[Image boundary labeling items]
==================================================
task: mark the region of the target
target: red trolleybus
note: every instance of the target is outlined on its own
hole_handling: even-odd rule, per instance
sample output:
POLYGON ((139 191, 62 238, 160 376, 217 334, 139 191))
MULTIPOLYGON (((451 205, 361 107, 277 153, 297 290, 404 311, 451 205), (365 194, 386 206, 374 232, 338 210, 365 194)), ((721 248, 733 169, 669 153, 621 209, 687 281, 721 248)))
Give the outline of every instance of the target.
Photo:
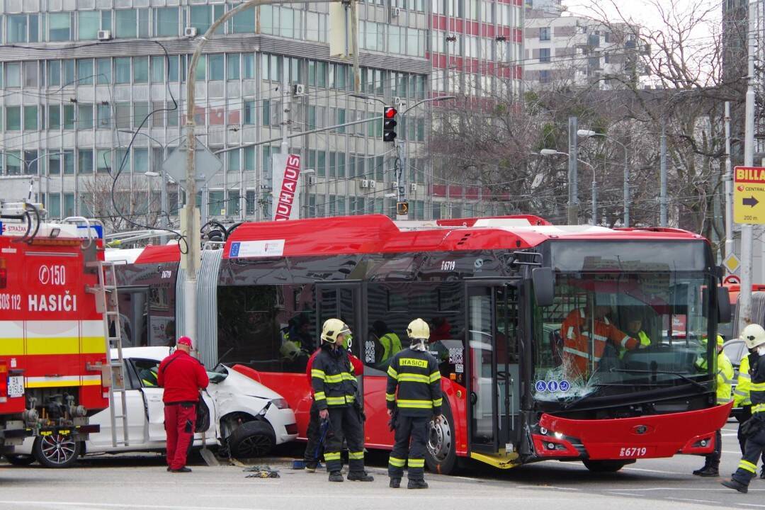
MULTIPOLYGON (((112 255, 121 257, 130 262, 121 289, 147 303, 126 318, 138 324, 132 341, 166 341, 151 326, 151 295, 163 274, 175 278, 177 248, 112 255)), ((366 445, 381 449, 392 444, 387 363, 396 339, 408 344, 409 322, 428 320, 447 417, 430 430, 434 471, 467 458, 616 471, 640 458, 702 454, 730 411, 715 405, 715 363, 698 362, 715 358, 707 339, 729 320, 728 301, 708 243, 688 232, 555 226, 530 216, 244 223, 222 249, 203 252, 200 274, 202 359, 220 358, 284 395, 304 437, 305 363, 324 320, 353 331, 365 364, 366 445), (575 344, 564 330, 573 317, 575 344), (641 334, 621 333, 636 320, 641 334)), ((174 287, 165 284, 164 300, 182 297, 174 287)))

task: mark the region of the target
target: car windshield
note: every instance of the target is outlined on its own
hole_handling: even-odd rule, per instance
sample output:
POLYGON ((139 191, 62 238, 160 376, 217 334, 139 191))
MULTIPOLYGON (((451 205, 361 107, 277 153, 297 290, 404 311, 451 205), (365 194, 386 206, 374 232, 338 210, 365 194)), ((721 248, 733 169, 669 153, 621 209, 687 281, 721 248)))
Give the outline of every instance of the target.
POLYGON ((558 273, 534 309, 534 398, 571 401, 711 378, 702 272, 558 273))

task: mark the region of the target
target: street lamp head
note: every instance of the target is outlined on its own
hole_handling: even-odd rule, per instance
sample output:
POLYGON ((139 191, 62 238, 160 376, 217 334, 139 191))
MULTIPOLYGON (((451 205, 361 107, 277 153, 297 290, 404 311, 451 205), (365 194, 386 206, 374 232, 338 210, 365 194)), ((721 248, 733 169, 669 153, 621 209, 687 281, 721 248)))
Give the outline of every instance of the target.
POLYGON ((542 156, 555 156, 555 154, 565 154, 565 152, 558 152, 555 149, 542 149, 539 154, 542 156))

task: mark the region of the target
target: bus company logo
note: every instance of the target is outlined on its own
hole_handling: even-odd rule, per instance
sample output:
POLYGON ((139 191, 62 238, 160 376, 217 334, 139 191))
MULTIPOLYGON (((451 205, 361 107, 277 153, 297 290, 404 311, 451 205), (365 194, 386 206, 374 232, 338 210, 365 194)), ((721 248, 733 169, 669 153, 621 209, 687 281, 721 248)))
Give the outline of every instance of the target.
POLYGON ((473 267, 475 269, 475 272, 482 272, 483 271, 483 259, 476 258, 476 261, 473 262, 473 267))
==================================================
Can you lay out the records above as a JSON list of strings, with one string per line, leaving out blank lines and the pictures?

- _Worked solution_:
[
  "task: mark the region of the target",
  "target: red trolleybus",
  "note: every instance of the target is outlined on its own",
  "hole_handling: even-odd rule, per instance",
  "sample output:",
  "POLYGON ((139 191, 62 238, 160 376, 217 334, 139 191))",
  "MULTIPOLYGON (((451 205, 361 107, 277 153, 297 290, 404 311, 451 205), (365 194, 386 206, 374 232, 338 210, 365 194)), ((721 248, 733 169, 669 153, 621 209, 687 281, 721 248)))",
  "Give the outline of every instance of the target.",
  "Photo:",
  "MULTIPOLYGON (((112 255, 121 257, 130 262, 121 289, 147 303, 126 318, 138 324, 132 341, 166 341, 151 326, 151 295, 163 274, 175 278, 177 248, 112 255)), ((366 445, 381 449, 392 444, 387 363, 396 339, 408 344, 409 322, 428 320, 447 417, 430 430, 434 471, 467 458, 616 471, 640 458, 702 454, 730 411, 715 405, 715 363, 698 362, 715 358, 707 339, 729 320, 728 301, 708 243, 688 232, 555 226, 530 216, 244 223, 222 249, 203 252, 200 274, 202 359, 220 358, 284 395, 304 437, 305 363, 324 320, 353 331, 365 364, 366 445), (575 344, 564 330, 573 317, 575 344), (641 334, 621 333, 636 320, 641 334)), ((174 287, 165 284, 164 300, 182 297, 174 287)))",
  "task: mark the region of the target",
  "target: car windshield",
  "note: every instance of the target is outlined on its own",
  "hole_handling: even-odd rule, per instance",
  "sample output:",
  "POLYGON ((139 191, 62 238, 160 376, 217 334, 139 191))",
  "MULTIPOLYGON (((451 205, 361 107, 277 153, 297 290, 404 311, 451 205), (365 194, 386 206, 374 232, 338 210, 365 194)), ((721 248, 733 169, 669 153, 621 209, 687 281, 721 248)))",
  "Give the outline of every instance of the target.",
  "POLYGON ((558 273, 534 309, 534 398, 571 401, 711 378, 702 272, 558 273))",
  "task: mark the region of the target",
  "target: street lamp head",
  "note: every instance of the target is outlined on its own",
  "hole_handling: even-odd rule, per instance",
  "sample output:",
  "POLYGON ((139 191, 62 238, 160 376, 217 334, 139 191))",
  "MULTIPOLYGON (((451 205, 361 107, 277 153, 297 290, 404 311, 451 205), (365 194, 386 206, 374 232, 338 210, 365 194)), ((721 248, 733 169, 669 153, 621 209, 687 281, 721 248)))",
  "Give the outline of every instance of the target.",
  "POLYGON ((542 156, 555 156, 555 154, 565 154, 565 152, 558 152, 555 149, 542 149, 539 154, 542 156))",
  "task: mark the region of the target",
  "target: bus company logo",
  "note: every instance of the target is outlined on its own",
  "hole_handling: even-odd rule, per instance",
  "sample output:",
  "POLYGON ((139 191, 62 238, 160 376, 217 334, 139 191))",
  "MULTIPOLYGON (((451 205, 361 107, 277 153, 297 290, 404 311, 451 205), (365 194, 386 206, 374 232, 338 210, 365 194)), ((721 248, 733 169, 669 153, 621 209, 687 281, 721 248)))",
  "Give the outline of every instance of the target.",
  "POLYGON ((473 267, 475 269, 475 272, 482 272, 483 271, 483 259, 476 258, 476 261, 473 262, 473 267))"
]